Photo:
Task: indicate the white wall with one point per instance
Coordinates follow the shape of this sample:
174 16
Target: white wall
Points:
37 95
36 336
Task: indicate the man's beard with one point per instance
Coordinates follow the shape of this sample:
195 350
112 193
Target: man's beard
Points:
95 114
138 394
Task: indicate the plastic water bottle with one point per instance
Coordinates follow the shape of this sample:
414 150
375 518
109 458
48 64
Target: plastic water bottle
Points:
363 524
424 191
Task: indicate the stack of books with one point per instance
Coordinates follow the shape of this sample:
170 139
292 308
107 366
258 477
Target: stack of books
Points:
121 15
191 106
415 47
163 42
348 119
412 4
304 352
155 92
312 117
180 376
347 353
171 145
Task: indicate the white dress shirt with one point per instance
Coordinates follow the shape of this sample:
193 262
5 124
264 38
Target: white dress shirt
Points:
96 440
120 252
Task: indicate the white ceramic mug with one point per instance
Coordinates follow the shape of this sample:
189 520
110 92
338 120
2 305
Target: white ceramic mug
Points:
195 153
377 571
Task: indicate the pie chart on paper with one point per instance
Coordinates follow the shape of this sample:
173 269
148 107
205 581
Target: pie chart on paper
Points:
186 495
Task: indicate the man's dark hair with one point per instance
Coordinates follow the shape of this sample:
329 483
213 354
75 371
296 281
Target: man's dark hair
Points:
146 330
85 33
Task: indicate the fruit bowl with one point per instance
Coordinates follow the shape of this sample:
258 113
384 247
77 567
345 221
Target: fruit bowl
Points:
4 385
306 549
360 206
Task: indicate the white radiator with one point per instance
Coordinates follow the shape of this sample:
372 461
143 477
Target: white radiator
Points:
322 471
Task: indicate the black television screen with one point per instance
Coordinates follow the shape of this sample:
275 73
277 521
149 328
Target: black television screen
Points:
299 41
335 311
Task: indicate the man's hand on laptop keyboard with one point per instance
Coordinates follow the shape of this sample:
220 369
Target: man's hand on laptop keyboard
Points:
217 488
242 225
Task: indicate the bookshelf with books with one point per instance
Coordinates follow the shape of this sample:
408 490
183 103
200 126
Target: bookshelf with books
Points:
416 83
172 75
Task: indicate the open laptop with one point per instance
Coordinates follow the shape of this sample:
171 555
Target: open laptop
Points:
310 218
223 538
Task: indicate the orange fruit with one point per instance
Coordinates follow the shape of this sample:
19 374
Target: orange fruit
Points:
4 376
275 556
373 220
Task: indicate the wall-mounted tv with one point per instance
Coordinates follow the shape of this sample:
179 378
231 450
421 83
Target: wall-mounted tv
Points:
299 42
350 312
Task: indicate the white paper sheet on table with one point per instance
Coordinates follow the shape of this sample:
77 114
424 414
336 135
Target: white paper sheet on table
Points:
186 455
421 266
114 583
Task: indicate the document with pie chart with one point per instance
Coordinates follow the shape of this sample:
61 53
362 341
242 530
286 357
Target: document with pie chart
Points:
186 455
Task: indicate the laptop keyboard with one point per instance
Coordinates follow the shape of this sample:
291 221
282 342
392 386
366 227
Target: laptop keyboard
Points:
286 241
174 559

□ □ □ □ □

● Written exercise
Please quote all of the material above word for word, from its first line through its last.

● Solution to this exercise
Photo:
Task: indicate the white wall with one point per instance
Coordinates follow the shape of this sample:
174 16
Target: white wall
Points:
37 95
36 336
Task: indicate the man's beard with one point per instance
Coordinates follow the shape of this sample:
195 350
112 193
Target: man's beard
Points:
95 114
138 394
Task: indicate the plastic water bottle with one point per instance
Coordinates follow the shape of this sample:
414 150
375 518
109 458
48 64
Target: plastic water bottle
Points:
363 524
424 191
Task: indicate the stack of books with one point per instance
Coordinates follow the shape of this sample:
170 139
292 308
107 366
258 477
Target: stack of books
Points:
121 15
191 106
415 47
163 42
348 119
412 4
304 352
155 92
312 117
180 376
347 353
171 145
Task: indicate the white dress shirt with one point per instance
Coordinates follow the shape of this sample:
193 262
5 124
264 38
Target: white dress shirt
Points:
96 440
120 252
Task: indicate the white ceramic mug with one point per instance
Coordinates follow the shape of this sample:
189 520
110 92
338 120
2 305
Target: white ceramic mug
Points:
195 153
377 571
Task: indicate the pie chart on paper with one point per instance
Coordinates follow the shape of this sample:
173 269
148 107
205 581
Target: pie chart on paper
Points:
186 495
Task: indicate the man's dark hair with one point per instance
Coordinates follow the shape of this sample:
329 483
213 354
75 371
296 281
Target: man's dark hair
Points:
146 330
85 33
Task: indicate the fruit bowl with one point per instance
Coordinates follow the shape of this sample:
258 113
384 247
77 567
345 221
Target: fruit bowl
Points:
4 385
306 549
360 206
Task: indicate the white radiator with one point per instance
Coordinates follow the shape of this sample:
372 461
143 477
Target: white radiator
Points:
322 471
Task: indicate the black television screen with one point per instance
Coordinates follow the shape of this sample:
275 73
277 521
149 328
Target: black television screen
Points:
299 41
335 311
Task: indicate the man's hand on laptop keyboard with one point per instance
Coordinates follow the shape of this sample:
220 369
Target: man's hand on laptop keyboard
Points:
217 488
242 225
Task: indicate the bookshelf with books with one point per instance
Coordinates follow the shape of this sample:
408 490
183 103
200 126
Target: bookshelf with books
Points:
416 83
172 75
Task: indicate the open laptop with one point per instance
Coordinates follow the shape of this sample:
171 555
Target: open laptop
Points:
310 218
223 538
Task: indicate the orange fruit with one point per instance
Coordinates follow the shape of this sample:
19 374
Target: orange fruit
Points:
4 376
275 556
373 220
Task: indicate the wall-mounted tv with one point per instance
Coordinates follow the shape of this sample:
179 378
231 450
421 83
Target: wall-mounted tv
Points:
299 42
350 312
Task: indicate the white paper sheet on table with one point per instance
Coordinates follow the shape of this sample:
77 114
424 414
336 135
Target: white paper sheet on table
Points:
186 455
421 266
114 583
Task: indicate the document with pie chart with one point per instance
Coordinates follow the shape of this sample:
61 53
362 341
242 530
286 357
Target: document with pie chart
Points:
186 455
Task: indicate the laptop keyboard with one point per instance
Coordinates follow the shape of this sample:
291 221
282 342
392 386
366 227
Target: laptop keyboard
Points:
286 241
174 559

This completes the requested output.